Quanto à obrigação de cobrir a totalidade da população, a Comissão considera que essa obrigação deve ser entendida como um elemento de uma missão de serviço público (por oposição a uma «missão» exclusivamente comercial) e não deve ser assimilada a uma «vocação nacional» (por oposição a uma «vocação local»). Segundo os dados de que a Comissão disporia, a La Cinq só chegaria actualmente acerca de 72 % dos lares franceses e ter-se-ia fixado como objectivo atingir apenas 92 %. Estes números demonstram claramente que não satisfaz a obrigação de servir a totalidade da população, mesmo na hipótese de se dever entender por «totalidade» um número de 95 %.

50

No que diz respeito à condição de uma «programação diversificada e equilibrada», a Comissão defende-se da acusação da La Cinq segundo a qual teria tomado em consideração críticas do CSA relativas aos incumprimentos da cadeia a certas disposições regulamentares nacionais, alegando que só teria tomado em consideração, pelo contrário, as críticas relativas à natureza pouco diversificada e pouco equilibrada da programação da cadeia, cujo perfil mais temático do que genérico seria essencialmente dominado pela ficção e pela informação.

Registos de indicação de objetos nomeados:
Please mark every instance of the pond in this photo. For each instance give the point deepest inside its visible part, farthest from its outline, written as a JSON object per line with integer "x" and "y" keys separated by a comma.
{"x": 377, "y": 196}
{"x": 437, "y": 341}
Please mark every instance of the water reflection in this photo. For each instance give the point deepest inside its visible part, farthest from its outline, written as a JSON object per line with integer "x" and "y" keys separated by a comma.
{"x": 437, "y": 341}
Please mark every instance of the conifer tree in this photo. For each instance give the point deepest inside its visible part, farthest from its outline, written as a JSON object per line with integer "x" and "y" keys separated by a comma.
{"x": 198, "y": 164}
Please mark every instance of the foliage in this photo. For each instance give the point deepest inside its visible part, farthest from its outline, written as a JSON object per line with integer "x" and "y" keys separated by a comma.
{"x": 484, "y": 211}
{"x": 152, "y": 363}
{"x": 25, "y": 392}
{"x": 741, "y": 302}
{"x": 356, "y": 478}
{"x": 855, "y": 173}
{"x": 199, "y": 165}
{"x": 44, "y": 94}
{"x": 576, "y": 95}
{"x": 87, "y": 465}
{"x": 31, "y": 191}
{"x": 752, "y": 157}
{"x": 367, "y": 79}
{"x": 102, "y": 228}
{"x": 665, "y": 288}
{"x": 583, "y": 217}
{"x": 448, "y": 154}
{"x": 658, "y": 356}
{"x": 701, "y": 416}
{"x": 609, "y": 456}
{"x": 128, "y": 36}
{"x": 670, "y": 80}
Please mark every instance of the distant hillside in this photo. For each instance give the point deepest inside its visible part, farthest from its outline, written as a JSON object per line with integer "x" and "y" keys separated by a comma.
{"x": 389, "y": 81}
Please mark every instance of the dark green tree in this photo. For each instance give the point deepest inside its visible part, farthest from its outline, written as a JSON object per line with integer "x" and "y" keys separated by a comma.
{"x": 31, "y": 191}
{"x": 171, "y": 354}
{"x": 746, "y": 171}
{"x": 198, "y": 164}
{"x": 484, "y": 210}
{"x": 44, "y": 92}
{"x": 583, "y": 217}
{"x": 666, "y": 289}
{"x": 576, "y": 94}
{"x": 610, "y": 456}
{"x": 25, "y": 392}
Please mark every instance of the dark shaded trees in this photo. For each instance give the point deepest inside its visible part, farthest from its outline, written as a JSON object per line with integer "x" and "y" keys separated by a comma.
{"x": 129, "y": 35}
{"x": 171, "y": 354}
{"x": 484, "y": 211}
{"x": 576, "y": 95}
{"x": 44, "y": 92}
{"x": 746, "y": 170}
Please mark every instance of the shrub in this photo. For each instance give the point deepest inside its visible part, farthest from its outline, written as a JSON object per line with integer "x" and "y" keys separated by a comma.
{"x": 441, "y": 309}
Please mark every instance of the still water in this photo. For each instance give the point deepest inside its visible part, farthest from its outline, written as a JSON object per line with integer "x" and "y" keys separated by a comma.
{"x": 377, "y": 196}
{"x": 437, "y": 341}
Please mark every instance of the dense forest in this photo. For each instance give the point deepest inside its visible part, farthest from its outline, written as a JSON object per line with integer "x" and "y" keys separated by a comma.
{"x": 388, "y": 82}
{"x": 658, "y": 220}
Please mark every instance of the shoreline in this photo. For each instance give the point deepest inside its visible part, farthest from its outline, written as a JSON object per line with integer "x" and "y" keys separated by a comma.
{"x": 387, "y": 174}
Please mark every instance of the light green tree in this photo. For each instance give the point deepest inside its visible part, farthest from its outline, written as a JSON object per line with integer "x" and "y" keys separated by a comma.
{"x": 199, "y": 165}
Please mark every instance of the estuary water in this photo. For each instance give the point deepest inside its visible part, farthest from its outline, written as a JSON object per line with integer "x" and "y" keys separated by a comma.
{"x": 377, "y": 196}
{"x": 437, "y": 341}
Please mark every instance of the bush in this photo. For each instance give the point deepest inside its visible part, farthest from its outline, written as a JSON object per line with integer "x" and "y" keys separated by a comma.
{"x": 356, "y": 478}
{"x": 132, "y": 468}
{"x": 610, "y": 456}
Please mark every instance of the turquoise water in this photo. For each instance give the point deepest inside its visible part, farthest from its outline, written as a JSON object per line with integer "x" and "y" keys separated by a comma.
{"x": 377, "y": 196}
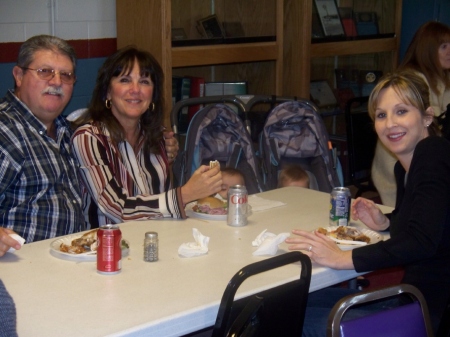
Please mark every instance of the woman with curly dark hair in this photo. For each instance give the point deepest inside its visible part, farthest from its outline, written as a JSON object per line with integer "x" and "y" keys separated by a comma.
{"x": 121, "y": 151}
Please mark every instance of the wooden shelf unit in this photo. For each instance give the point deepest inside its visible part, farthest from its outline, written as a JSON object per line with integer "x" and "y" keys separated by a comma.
{"x": 284, "y": 67}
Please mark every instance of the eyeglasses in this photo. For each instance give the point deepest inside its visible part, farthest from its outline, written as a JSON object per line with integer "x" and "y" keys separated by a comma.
{"x": 48, "y": 74}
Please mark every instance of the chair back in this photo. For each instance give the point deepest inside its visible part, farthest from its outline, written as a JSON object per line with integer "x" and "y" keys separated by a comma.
{"x": 408, "y": 320}
{"x": 361, "y": 142}
{"x": 277, "y": 311}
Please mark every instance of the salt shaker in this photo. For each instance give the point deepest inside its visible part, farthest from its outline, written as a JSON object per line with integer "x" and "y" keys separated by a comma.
{"x": 151, "y": 247}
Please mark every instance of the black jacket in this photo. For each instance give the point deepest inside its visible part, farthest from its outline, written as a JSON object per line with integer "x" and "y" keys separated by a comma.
{"x": 419, "y": 227}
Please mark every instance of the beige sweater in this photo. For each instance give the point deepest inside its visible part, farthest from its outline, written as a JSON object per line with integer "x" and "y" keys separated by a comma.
{"x": 384, "y": 161}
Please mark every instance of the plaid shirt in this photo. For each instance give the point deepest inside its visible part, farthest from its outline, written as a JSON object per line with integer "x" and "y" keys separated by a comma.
{"x": 39, "y": 190}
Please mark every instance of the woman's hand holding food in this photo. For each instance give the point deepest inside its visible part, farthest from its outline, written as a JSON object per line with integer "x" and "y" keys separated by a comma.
{"x": 6, "y": 241}
{"x": 320, "y": 249}
{"x": 370, "y": 214}
{"x": 204, "y": 182}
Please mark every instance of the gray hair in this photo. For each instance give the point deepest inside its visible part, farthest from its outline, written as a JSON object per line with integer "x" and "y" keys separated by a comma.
{"x": 44, "y": 42}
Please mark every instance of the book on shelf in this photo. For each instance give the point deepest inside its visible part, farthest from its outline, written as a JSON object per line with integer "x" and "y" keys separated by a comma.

**Problema proposto 1:**
Segundo o excerto sobre a La Cinq e a missão de serviço público, que percentagem dos lares franceses a cadeia se teria fixado como objetivo atingir?
**Problema proposto 2:**
Retome o excerto sobre a La Cinq e a missão de serviço público, continuando-o a partir da última frase apresentada.

**Resposta escrita 1:**
Apenas 92 % dos lares franceses.

**Resposta escrita 2:**
51

Em segundo lugar, e sem afastar à partida a possibilidade de uma discriminação — dado que não é evidente que o Canal Plus satisfaça perfeitamente as condições de adesão previstas nos actuais estatutos da UER — a Comissão sustenta que as duas cadeias não se encontram a priori em verdadeira situação de concorrência, dado que o Canal Plus beneficia de uma concessão de serviço público e é uma cadeia «com portagem» cujos rendimentos provêm essencialmente das suas assinaturas, ao passo que a La Cinq retira quase exclusivamente os seus recursos da publicidade. Nestas condições, a Comissão considera que a existência e o grau eventual da discriminação invocada, tal como a melhor forma de a sanar, só podem ser determinados numa fase posterior e com base num exame minucioso.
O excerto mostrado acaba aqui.